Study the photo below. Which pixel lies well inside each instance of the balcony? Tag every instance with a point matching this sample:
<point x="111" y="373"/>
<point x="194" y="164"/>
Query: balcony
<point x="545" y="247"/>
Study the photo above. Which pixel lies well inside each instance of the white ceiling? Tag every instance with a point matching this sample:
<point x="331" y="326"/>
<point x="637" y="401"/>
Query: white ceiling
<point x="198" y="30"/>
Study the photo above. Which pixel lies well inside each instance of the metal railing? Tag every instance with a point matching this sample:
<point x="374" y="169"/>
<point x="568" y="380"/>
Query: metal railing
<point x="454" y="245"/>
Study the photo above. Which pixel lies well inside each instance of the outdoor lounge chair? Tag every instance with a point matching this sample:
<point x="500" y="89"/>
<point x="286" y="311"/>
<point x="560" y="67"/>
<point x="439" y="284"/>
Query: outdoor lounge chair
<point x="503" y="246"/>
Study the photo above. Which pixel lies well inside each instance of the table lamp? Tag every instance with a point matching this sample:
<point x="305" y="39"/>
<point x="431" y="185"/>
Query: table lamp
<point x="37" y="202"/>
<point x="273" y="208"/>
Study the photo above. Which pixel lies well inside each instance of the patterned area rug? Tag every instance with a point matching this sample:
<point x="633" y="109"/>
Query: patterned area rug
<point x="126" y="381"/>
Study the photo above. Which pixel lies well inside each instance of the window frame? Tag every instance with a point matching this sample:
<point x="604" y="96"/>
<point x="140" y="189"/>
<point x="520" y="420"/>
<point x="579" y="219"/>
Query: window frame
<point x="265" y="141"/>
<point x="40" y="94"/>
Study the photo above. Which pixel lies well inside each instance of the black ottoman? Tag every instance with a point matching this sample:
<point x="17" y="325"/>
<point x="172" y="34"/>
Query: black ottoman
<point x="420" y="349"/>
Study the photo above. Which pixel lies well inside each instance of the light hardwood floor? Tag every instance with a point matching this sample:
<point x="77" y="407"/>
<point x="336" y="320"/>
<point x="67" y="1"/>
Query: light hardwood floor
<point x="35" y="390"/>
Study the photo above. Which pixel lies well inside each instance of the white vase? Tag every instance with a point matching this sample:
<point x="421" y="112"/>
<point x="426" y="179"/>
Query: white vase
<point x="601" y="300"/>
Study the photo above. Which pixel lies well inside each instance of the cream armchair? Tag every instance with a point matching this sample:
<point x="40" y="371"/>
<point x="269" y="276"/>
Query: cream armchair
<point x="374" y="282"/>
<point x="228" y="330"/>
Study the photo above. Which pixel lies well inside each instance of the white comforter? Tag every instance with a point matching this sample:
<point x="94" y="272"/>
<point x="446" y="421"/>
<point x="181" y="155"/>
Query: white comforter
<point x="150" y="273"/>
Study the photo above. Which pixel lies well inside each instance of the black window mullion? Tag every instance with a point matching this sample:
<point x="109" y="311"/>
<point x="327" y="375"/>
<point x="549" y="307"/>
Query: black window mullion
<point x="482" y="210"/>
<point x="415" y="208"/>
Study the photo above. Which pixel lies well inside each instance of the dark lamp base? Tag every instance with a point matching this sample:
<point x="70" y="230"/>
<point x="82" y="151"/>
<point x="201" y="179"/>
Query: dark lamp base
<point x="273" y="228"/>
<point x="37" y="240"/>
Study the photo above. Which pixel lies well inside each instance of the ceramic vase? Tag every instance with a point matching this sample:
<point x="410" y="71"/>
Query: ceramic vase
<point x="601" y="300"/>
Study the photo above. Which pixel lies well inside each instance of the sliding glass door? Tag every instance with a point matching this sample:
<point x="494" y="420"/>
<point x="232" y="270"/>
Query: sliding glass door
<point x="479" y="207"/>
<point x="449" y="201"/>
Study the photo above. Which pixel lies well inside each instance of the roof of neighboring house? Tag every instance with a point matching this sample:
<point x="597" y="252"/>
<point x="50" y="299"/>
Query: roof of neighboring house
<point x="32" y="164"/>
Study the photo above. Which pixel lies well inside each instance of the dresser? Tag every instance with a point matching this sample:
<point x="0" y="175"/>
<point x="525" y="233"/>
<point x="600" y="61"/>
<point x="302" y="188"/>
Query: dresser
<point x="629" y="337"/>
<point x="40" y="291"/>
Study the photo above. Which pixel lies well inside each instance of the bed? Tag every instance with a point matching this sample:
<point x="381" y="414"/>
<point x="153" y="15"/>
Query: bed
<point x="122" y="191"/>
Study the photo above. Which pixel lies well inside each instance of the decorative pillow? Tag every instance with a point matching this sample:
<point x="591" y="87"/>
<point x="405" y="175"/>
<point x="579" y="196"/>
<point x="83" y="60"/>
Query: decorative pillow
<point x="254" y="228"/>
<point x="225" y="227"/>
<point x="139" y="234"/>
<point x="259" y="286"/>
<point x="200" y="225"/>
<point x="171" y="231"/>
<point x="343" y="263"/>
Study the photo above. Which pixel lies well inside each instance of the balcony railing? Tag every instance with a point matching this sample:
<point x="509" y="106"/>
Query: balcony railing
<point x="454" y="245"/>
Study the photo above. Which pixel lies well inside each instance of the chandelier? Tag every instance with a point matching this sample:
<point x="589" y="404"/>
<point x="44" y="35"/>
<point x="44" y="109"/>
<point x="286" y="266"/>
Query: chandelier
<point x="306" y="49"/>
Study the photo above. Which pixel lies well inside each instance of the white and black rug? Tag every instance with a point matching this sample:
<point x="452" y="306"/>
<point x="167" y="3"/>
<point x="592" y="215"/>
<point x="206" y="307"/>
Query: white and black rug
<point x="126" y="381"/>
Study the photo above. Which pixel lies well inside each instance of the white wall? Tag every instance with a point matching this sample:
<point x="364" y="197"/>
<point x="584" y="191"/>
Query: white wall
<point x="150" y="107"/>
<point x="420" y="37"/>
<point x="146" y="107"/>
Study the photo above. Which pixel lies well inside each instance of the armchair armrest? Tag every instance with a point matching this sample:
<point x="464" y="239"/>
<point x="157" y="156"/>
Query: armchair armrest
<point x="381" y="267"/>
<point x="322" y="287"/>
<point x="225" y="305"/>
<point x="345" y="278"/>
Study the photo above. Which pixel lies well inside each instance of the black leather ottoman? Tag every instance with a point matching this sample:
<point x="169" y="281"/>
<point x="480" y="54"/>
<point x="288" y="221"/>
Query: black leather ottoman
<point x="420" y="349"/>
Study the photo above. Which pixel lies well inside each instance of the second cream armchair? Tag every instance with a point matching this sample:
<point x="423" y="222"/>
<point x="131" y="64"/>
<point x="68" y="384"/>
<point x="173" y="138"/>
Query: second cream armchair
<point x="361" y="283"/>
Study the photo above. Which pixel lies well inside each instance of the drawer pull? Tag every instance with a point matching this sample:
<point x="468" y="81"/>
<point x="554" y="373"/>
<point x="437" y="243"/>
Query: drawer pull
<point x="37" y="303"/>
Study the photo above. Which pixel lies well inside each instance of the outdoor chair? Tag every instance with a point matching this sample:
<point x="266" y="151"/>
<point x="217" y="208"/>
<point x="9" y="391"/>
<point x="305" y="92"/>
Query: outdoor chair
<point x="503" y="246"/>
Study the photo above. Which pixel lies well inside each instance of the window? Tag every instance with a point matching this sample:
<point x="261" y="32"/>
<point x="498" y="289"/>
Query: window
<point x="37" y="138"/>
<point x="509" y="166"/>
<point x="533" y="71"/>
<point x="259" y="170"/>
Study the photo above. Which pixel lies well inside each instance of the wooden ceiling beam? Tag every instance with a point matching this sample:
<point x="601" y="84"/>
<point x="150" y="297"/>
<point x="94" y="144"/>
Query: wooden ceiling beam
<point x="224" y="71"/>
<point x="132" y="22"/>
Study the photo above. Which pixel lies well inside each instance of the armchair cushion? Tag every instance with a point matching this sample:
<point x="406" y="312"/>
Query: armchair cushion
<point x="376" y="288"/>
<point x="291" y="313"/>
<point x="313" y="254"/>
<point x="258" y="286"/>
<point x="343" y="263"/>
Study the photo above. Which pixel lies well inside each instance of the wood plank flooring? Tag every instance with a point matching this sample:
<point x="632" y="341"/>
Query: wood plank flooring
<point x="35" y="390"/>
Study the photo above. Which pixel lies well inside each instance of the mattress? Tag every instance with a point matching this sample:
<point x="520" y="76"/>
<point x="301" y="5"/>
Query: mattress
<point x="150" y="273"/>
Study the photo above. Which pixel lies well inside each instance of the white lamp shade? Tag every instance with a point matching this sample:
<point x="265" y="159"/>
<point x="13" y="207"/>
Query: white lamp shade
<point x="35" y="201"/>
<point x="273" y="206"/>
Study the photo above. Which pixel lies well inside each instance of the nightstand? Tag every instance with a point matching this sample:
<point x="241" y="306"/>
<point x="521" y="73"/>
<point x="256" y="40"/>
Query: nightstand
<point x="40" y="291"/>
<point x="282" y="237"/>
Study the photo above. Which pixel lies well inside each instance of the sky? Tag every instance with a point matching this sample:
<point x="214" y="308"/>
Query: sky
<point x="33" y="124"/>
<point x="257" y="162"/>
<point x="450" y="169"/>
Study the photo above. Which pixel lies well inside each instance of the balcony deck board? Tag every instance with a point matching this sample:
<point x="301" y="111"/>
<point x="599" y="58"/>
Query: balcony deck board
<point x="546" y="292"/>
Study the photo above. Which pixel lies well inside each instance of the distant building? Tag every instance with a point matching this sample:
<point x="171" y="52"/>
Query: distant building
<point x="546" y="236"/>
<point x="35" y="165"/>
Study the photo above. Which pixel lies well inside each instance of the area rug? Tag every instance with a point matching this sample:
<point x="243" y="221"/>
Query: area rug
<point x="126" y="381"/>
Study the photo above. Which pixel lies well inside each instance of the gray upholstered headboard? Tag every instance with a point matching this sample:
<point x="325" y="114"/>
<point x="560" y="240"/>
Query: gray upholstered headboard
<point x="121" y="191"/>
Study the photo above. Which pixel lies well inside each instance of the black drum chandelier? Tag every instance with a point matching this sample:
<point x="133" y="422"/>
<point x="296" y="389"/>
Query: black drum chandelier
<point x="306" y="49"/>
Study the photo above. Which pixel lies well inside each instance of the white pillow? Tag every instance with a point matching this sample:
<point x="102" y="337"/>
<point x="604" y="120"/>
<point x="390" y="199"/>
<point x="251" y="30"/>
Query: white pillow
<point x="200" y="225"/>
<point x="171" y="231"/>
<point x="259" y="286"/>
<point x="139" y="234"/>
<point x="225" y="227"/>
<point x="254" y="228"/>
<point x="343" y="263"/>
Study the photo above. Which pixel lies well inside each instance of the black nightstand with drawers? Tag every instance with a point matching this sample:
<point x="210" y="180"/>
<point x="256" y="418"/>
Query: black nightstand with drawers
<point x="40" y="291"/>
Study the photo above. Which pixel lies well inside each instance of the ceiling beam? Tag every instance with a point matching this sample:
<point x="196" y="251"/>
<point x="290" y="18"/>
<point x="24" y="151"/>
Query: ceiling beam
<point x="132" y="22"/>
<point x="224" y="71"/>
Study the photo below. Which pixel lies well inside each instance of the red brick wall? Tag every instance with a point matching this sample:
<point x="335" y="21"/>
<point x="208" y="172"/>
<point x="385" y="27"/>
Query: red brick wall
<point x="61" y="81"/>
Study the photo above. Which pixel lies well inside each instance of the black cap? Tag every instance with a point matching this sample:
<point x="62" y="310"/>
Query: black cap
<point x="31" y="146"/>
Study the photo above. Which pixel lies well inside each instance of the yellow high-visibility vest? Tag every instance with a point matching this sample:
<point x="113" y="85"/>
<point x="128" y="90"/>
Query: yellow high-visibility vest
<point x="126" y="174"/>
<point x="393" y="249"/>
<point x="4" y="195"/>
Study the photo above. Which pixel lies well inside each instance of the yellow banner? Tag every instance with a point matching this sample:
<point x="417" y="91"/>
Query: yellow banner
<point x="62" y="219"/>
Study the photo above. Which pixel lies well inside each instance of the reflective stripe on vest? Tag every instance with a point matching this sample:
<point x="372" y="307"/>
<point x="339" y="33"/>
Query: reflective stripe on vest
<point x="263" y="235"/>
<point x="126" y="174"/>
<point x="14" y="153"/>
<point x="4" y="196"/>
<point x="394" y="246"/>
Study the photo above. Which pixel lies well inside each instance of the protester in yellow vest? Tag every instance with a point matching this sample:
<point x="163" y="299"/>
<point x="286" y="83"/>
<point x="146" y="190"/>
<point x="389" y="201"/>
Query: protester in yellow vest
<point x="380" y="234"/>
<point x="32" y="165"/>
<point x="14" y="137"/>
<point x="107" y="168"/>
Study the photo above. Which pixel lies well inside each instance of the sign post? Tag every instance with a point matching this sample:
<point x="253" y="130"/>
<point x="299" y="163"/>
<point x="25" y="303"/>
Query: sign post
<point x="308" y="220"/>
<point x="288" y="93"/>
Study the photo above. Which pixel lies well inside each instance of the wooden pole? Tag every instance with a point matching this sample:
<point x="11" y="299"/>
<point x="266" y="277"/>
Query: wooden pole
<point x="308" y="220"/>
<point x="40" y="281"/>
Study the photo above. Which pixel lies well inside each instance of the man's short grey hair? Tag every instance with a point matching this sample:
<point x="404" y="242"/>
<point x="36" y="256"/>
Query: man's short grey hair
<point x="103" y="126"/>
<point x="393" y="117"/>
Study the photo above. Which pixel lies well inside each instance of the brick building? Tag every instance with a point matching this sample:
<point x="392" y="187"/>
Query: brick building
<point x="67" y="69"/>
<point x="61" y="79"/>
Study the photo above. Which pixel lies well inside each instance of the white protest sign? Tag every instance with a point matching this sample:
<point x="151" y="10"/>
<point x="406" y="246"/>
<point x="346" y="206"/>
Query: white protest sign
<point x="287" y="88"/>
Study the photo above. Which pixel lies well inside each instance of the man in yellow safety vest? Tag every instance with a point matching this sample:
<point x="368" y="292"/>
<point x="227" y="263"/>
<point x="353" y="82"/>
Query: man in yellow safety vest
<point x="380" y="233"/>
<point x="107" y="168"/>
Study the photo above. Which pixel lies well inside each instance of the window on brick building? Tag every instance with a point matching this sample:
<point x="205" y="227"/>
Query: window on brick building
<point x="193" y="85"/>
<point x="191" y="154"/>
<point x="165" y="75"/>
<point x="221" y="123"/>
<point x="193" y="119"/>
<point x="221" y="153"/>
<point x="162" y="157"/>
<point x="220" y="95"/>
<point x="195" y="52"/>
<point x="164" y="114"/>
○ ○ ○ ○ ○ ○ ○
--- WORK REQUIRED ---
From the line that contains "the window on" to the last line of the material above, repeat every line exactly, keeping both the first and the last.

--- THE COMPLETED TASK ---
Study the photo above. Which pixel lies well inside each instance of the window on brick building? Tag every instance with a point matching this sample:
<point x="205" y="227"/>
Query: window on brick building
<point x="193" y="85"/>
<point x="191" y="154"/>
<point x="165" y="75"/>
<point x="221" y="123"/>
<point x="193" y="119"/>
<point x="221" y="153"/>
<point x="162" y="157"/>
<point x="220" y="95"/>
<point x="195" y="52"/>
<point x="164" y="114"/>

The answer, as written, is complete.